▸ **Your goal**
Filter the entries down to the lines containing "every", and copy those lines.

▸ **Records for the task**
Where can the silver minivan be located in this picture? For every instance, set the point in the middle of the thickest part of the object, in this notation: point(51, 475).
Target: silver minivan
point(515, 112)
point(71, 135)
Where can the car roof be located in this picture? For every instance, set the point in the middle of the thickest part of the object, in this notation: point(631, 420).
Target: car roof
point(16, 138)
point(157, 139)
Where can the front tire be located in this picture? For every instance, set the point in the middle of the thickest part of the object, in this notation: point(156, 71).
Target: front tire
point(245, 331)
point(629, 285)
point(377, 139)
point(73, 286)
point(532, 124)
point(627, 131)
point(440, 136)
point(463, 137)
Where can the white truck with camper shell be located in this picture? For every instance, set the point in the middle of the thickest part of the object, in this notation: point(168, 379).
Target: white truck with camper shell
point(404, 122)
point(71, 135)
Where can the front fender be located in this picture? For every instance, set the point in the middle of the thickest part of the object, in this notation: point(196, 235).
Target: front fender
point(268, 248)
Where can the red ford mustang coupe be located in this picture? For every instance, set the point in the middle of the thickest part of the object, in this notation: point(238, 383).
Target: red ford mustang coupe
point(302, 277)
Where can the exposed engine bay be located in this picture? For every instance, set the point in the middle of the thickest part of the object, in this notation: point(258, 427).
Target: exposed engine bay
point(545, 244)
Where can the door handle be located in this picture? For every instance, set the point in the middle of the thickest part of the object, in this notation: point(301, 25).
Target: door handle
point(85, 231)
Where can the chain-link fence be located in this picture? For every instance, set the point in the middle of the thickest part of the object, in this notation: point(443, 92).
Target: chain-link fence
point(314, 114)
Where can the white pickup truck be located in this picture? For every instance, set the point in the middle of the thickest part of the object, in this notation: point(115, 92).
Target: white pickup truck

▸ **Exercise result**
Where can the silver minivan be located in this picture? For every instance, set the point in the middle of the thickest part of the object, in this notation: point(51, 475).
Where can the car roof be located in this picture? For every instance, set the point in the middle of the thickest part of the object, in this notation: point(631, 420).
Where can the front tire be located in this picture? For every instance, set the point in the middle of the thickest part of the object, in this notation: point(156, 71).
Where can the white truck with camper shell be located in this picture? For every instance, set the point in the middle of the thickest part of the object, in this notation: point(168, 379).
Where can the front fender be located in this picture? For every instance, set the point in the middle of the thickest part of the object, in this notation: point(196, 235).
Where can the red ford mustang coupe be located in this picture? For every instance, set the point in the middle of the thickest part of the object, in this notation: point(238, 383).
Where can the exposed engine bay be located in this picture? For every instance, set the point in the middle of the thickest part of the object, in this notation: point(258, 427).
Where can the door handle be located in this picture? For every instance, set the point in the middle of the thickest part of the object, in this notation: point(301, 25).
Where can the chain-link fence be located in this picture? For every instance, set the point in the middle of the thickest part of the object, in this notation: point(443, 92).
Where can the white pickup truck be located in this picture? For every instance, set the point in the middle of the thickest part of the object, in this notation: point(115, 92).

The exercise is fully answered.